- Opening Delimiter -

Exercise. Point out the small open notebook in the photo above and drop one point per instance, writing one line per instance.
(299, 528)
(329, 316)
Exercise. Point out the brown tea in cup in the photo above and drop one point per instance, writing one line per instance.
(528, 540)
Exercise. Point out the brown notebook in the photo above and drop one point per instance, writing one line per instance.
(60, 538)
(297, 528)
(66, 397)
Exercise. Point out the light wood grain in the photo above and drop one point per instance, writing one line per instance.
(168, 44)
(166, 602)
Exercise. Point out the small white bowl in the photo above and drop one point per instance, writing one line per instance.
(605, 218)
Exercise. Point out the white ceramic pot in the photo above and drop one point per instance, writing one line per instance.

- Closing Delimiter -

### Try it
The line containing "Exercise. Point out the brown tea" marks where to begin; the last line of the records marks where to stop. Copy both and all between, exactly.

### Solution
Exercise. Point out the brown tea in cup in the photo above and drop one point per instance, writing one line per instance.
(528, 540)
Exercise. Point out the brown notebook in the photo above and drop one point per instance, writing one line per instance.
(60, 538)
(297, 528)
(66, 397)
Exercise. Point out the light wood grain in the photo above and drop one point per instance, writing one line per instance.
(168, 44)
(166, 602)
Exercise. Point out the small white bowl in the photo above and drop one point per instance, writing one line per instance.
(605, 218)
Exercise. Point out the white ceramic pot in the photo above and drop one point per instance, writing one line per instance.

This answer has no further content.